**Instructions to follow**
Summarize the passage on calcium gluconate below in two sentences.

**Document passage**
Chemical and physical data
- Formula: C_{12}H_{22}CaO_{14}
- Molar mass: 430.372 g·mol^{−1}
- 3D model (JSmol): Interactive image;
- Melting point: 120 °C (248 °F) (decomposes)
- Solubility in water: slowly soluble
- SMILES [Ca+2].[O-]C(=O)[C@H](O)[C@@H](O)[C@H](O)[C@H](O)CO.[O-]C(=O)[C@H](O)[C@@H](O)[C@H](O)[C@H](O)CO;
- InChI InChI=1S/2C6H12O7.Ca/c2*7-1-2(8)3(9)4(10)5(11)6(12)13;/h2*2-5,7-11H,1H2,(H,12,13);/q;;+2/p-2/t2*2-,3-,4+,5-;/m11./s1; Key:NEEHYRZPVYRGPP-IYEMJOQQSA-L;

= Calcium gluconate =

Chemical compound

Calcium gluconate is the calcium salt of gluconic acid and is used as a mineral supplement and medication. As a medication it is used by injection into a vein to treat low blood calcium, high blood potassium, and magnesium toxicity. Supplementation is generally only required when there is not enough calcium in the diet. Supplementation may be done to treat or prevent osteoporosis or rickets. It can also be taken by mouth but is not recommended for injection into a muscle.

Side effects when injected include slow heart rate, pain at the site of injection, and low blood pressure. When taken by mouth side effects may include constipation and nausea. Blood calcium levels should be measured when used and extra care should be taken in those with a history of kidney stones. At normal doses, use is regarded as safe in pregnancy and breastfeeding. Calcium gluconate is made by mixing gluconic acid with calcium carbonate or calcium hydroxide.

**Information shown**
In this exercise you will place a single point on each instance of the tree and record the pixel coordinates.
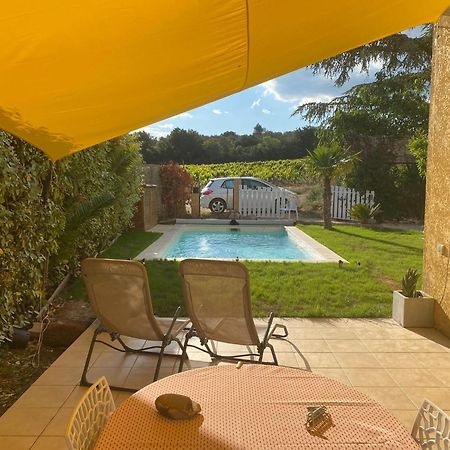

**Answer box**
Calcium gluconate, the calcium salt of gluconic acid, is used as a mineral supplement and as a medication that is injected into a vein to treat low blood calcium, high blood potassium, and magnesium toxicity. When injected, its side effects include slow heart rate, pain at the injection site, and low blood pressure, and when taken by mouth they may include constipation and nausea, though at normal doses it is regarded as safe in pregnancy and breastfeeding.